— begin Excerpted records —

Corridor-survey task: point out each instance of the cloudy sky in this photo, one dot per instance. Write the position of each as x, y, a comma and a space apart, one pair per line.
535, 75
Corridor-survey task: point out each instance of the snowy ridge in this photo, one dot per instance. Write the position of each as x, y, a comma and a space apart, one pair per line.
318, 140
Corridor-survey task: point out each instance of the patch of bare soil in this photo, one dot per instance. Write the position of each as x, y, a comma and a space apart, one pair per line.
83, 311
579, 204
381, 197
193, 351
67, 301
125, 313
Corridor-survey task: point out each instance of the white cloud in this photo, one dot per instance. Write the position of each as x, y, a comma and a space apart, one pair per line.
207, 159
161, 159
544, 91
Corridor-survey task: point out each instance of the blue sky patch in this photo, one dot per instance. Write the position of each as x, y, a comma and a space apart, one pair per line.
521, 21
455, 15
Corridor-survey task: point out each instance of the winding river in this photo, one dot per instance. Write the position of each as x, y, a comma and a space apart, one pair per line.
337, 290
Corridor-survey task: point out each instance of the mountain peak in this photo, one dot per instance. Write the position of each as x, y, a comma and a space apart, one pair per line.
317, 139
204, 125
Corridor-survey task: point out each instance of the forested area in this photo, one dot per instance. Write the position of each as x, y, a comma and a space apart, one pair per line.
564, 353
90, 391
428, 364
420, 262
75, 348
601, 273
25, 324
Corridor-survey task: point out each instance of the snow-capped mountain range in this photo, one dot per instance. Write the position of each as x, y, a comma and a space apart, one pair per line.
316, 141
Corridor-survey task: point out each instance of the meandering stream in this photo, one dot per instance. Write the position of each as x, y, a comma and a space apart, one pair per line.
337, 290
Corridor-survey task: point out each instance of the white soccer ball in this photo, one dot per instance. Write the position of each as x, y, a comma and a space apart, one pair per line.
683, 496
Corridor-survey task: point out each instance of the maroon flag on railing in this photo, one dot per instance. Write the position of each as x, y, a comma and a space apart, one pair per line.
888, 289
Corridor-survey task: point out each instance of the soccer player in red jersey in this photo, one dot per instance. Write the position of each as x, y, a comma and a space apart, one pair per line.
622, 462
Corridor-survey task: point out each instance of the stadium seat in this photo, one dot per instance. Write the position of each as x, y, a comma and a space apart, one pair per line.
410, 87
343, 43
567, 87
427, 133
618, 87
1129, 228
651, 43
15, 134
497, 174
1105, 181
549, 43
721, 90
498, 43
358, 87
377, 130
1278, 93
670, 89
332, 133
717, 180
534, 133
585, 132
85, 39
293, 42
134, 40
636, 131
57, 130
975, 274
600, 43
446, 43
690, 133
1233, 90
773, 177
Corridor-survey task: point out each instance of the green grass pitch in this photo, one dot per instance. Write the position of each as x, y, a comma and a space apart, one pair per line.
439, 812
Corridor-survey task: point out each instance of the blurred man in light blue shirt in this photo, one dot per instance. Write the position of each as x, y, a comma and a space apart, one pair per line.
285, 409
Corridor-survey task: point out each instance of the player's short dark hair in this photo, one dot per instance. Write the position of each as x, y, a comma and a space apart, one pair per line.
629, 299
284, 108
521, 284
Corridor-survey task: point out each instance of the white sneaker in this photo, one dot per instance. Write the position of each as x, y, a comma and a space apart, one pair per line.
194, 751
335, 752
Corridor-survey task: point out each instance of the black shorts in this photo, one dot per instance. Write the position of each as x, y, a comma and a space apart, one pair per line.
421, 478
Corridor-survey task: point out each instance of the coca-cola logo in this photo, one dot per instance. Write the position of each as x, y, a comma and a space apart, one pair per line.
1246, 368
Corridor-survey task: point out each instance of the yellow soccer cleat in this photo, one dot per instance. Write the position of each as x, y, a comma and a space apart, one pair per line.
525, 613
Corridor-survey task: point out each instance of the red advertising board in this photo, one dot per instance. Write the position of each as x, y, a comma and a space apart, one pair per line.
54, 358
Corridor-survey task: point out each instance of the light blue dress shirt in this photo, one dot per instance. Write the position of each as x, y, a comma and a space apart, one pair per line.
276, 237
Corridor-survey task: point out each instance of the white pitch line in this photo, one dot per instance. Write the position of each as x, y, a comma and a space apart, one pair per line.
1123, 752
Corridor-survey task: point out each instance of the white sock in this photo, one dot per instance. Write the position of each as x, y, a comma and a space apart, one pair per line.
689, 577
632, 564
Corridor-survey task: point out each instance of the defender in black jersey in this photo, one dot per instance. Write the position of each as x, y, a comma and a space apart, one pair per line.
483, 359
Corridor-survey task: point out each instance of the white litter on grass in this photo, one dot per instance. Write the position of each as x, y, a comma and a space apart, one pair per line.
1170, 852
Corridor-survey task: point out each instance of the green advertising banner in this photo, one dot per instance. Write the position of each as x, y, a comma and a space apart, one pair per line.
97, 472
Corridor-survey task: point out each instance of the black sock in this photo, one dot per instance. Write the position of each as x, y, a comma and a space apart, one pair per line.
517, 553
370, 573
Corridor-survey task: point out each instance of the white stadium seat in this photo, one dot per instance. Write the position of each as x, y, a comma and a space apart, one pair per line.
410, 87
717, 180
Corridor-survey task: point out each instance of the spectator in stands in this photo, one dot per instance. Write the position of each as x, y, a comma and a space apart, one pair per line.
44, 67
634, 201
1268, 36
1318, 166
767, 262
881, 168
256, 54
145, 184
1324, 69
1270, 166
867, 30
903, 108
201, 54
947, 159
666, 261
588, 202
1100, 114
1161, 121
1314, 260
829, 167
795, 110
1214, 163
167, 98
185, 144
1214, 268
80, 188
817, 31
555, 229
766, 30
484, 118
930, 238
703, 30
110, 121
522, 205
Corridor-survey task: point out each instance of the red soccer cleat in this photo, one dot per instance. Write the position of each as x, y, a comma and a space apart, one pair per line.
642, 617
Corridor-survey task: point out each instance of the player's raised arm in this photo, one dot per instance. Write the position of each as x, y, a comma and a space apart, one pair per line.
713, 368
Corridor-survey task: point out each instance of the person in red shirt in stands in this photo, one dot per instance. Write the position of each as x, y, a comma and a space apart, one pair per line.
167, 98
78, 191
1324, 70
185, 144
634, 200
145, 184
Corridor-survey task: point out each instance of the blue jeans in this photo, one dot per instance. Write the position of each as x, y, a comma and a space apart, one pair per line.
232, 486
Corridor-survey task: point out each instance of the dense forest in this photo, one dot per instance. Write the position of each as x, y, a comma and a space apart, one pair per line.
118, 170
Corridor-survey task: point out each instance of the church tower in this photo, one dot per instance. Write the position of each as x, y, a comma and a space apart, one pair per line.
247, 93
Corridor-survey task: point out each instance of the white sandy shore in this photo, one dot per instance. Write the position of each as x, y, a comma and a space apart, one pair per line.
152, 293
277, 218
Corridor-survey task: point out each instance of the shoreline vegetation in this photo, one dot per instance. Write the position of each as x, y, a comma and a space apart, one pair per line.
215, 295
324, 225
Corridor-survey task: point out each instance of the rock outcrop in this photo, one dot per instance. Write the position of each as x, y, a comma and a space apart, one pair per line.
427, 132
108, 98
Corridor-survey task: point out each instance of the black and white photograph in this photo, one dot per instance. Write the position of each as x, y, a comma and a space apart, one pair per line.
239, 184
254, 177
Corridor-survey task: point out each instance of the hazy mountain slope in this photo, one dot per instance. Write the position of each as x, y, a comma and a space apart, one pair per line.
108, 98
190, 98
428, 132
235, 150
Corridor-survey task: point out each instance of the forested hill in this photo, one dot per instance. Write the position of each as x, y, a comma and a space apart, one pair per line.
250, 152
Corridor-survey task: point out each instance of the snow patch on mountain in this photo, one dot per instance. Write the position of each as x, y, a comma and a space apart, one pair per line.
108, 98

— end Excerpted records —

Retype the material in full. Each word must match.

Corridor-survey task: point out each instance of the cloudy sky in this photo, one dot per instance. Write the position of each as x, y, a comma and a space apart, one pair per line.
535, 75
Corridor-survey task: point out each instance of the snowy ridge in this photo, one dot per instance. Write the position of each as x, y, a comma and a space apart, one pair per line.
318, 140
Corridor-survey task: point out each instance of the patch of bare soil in this photo, one dot per instance. Write the position of each as x, y, a comma and a space apart, one pair per line.
83, 311
579, 204
381, 197
193, 351
67, 301
125, 313
Corridor-survey task: point out each instance of the white cloud in this photo, one dot per instance. Write the position of each as x, y, a comma and a space apart, one pair per line.
207, 159
161, 159
544, 91
Corridor-survey task: point out each instance of the blue sky patch in this photo, one dot per instance. Write the position of each as x, y, a comma and a space apart, one pair per line.
521, 21
455, 15
Corridor-survey task: point out each instance of the winding river in this photo, one dot per instance. Write the position of each as x, y, a comma and a space apart, one pair per line.
337, 290
Corridor-survey task: point out each instance of the mountain peak in this photo, one dot per instance. Write the position of each as x, y, a comma and a space apart, one pair per line.
317, 139
204, 125
Corridor-survey task: point out each instance of the forested area in this photo, one dot per instance. Write the position of each as x, y, a comma and a space apart, one pair per line.
564, 353
90, 391
428, 364
420, 262
75, 348
601, 273
25, 324
Corridor-survey task: point out each instance of the snow-capped mountain range in this photo, one dot per instance. Write the position of each as x, y, a comma and a space apart, one pair per line.
316, 141
Corridor-survey task: point out each instance of the meandering stream in this photo, one dot per instance. Write the position of each as x, y, a comma and a space apart, one pair per line.
337, 290
Corridor-survey task: point out each instance of the white soccer ball in this photo, one dot per instance. Write the position of each as x, y, a comma and a space apart, one pair per line.
683, 496
Corridor-survey task: point out each instance of the maroon flag on railing in this photo, one dot per instance. Write the position of each as x, y, a comma and a space apart, one pair per line.
888, 289
Corridor-survey task: point out each instance of the soccer player in red jersey in this photo, one dot per instance. Write the position of each as x, y, a comma and a space apart, one pair per line.
622, 462
Corridor-survey task: point out each instance of the stadium seat in this photo, one dot per instance. Write the position of each as x, y, a comma and a space apart, one pair per line.
410, 87
343, 43
567, 87
427, 133
618, 87
1129, 228
651, 43
15, 134
497, 174
1105, 181
549, 43
721, 90
498, 43
358, 87
377, 130
1278, 93
670, 89
332, 133
717, 180
534, 133
585, 132
85, 39
293, 42
134, 40
636, 131
57, 130
975, 274
600, 43
446, 43
690, 133
1233, 90
773, 177
Corridor-survey task: point out each instance of the green grass pitch in this photo, one dot per instance. Write the position of each as x, y, a comma and a space apart, one pair per line.
439, 812
Corridor-survey task: point out each instance of the blurred man in light blue shirt in this photo, one dot per instance. Write the position of each as x, y, a comma and a space apart, one pair per line.
285, 409
Corridor-survey task: point out each instance of the player's short dark hair in this photo, one dot per instance. Write the position of each as x, y, a comma and a space apart, one pair per line.
629, 299
284, 108
521, 284
Corridor-survey task: point out each instance of the white sneaker in this photo, one dot per instance. Write the position of each as x, y, a comma and a space apart, one pair per line.
194, 751
335, 752
Corridor-survey task: point out each instance of the black shorts in this photo, one dot per instance. Write the position of each as x, y, a comma and a space apart, one pair per line.
421, 478
Corridor-survey task: point out each instance of the coca-cola logo in this photo, one dot per instance. Write the position of each as x, y, a comma and a space apart, one pair per line.
1246, 368
Corridor-survey task: point out each instance of the yellow soccer cleat in this photo, one dot per instance. Write the position of each as x, y, a comma and a space apart, one pair per line.
525, 613
Corridor-survey task: point out each instance of the red advertising board in this photo, one dot per instance. Write the position of each as x, y, a comma and a space apart, one pair per line.
54, 358
Corridor-survey task: point out each instance of the light blue dress shirt in this photo, one dot per instance. Write the position of each as x, y, a comma and a space apart, one pair per line.
276, 237
Corridor-survey task: point out each instance of the white pitch line in this photo, one dot per instance. Write the position of each as x, y, a comma and a space apart, one pair per line.
1123, 752
Corridor-survey task: point out each instance of the white sock in this photo, one dot per instance. Write the position of each as x, y, a comma and a space apart, one pair per line.
689, 577
632, 564
Corridor-survey task: point out each instance of the defender in black jersey in this photo, one dot per instance. Write the position of each as x, y, a comma and a space apart, one pair per line.
483, 359
Corridor-survey task: point out each instance of the white litter on grass in this photo, one dot per instance. Write the position of each as x, y, a comma and a space apart, one pair per line.
1170, 852
Corridor-survey task: point out each instance of the green advertising banner in this photo, one dot per instance. Write the position of each as x, y, a comma and a space apart, one pair per line.
97, 472
Corridor-survey task: point out each instance of the black sock in this photo, one dot per instance. Write the position of each as x, y, a comma and a space apart, one pair per line.
517, 553
370, 573
Corridor-survey task: point out each instance of the white stadium seat in this photo, one dot per instance. Write the position of each as x, y, a comma and a space apart, one pair per line.
410, 87
717, 180
Corridor-survey task: point out each instance of the spectator in stands in this photo, one dot per instance. Write the position of each as x, y, a comma and a space apart, one pair per line.
44, 67
634, 201
1268, 36
1318, 166
767, 262
881, 168
256, 54
145, 184
1324, 69
1270, 166
867, 30
903, 108
201, 54
947, 159
666, 261
588, 202
1100, 114
1161, 121
1314, 260
829, 167
795, 110
1214, 163
167, 98
185, 144
1214, 268
80, 188
817, 31
555, 229
766, 30
484, 118
930, 238
703, 30
110, 121
522, 205
Corridor-survey task: point out each instance of the red soccer cleat in this photo, one dot per instance. Write the position of each as x, y, a comma and a space apart, one pair per line.
642, 617
Corridor-survey task: point out each instance of the player's raised arm in this photo, one dot per instance. Write the position of each as x, y, a comma and a space apart, one pair per line.
713, 368
Corridor-survey task: point out each instance of the person in red shirt in stands in this photo, one dot per instance. Write the position of each as x, y, a comma and a space apart, one pair per line.
167, 98
78, 191
1324, 70
185, 144
634, 200
145, 184
Corridor-survey task: point out each instance of the blue jeans in this photo, one dot per instance. Write the position of each as x, y, a comma and a space apart, one pair per line.
232, 486
Corridor-survey task: point out each instance of the dense forest in this photo, one dot per instance. Write the position of each as x, y, a comma and a space apart, one pair per line.
118, 170
Corridor-survey task: point out each instance of the church tower in this photo, one dot per instance. Write the position of each as x, y, a comma and a space apart, one pair per line.
247, 93
Corridor-survey task: point out each instance of the white sandy shore in this photo, one dot per instance. Write the position of each as x, y, a comma and a space apart, one pair per line.
152, 293
277, 218
Corridor-survey task: point out each instance of the shoreline vegetation in this photo, one dot per instance. Write the position of each as x, y, a comma and a space apart, one pair per line.
215, 295
324, 225
Corridor-survey task: point out each instance of the rock outcrop in this photo, one dot per instance. Write the position of each as x, y, a comma and a space apart, one pair per line.
427, 132
108, 98
Corridor-survey task: point out each instance of the black and white photograph in this photo, one dot per instance. Write the position of each as x, y, a comma and a space apart, one pair per line.
239, 184
254, 177
Corridor-survey task: point out each instance of the hazy mountain slope in this photo, one dot per instance. Write the position of each as x, y, a comma and a space apart, one pair per line.
108, 98
190, 98
428, 132
235, 150
Corridor-survey task: point out each instance of the forested hill in this photo, one dot per instance. Write the position of each as x, y, a comma and a space apart, one pair per line.
250, 152
Corridor-survey task: point out each instance of the snow patch on mountain in this photo, one dot per instance. Write the position of each as x, y, a comma and a space apart, one pair per line.
108, 98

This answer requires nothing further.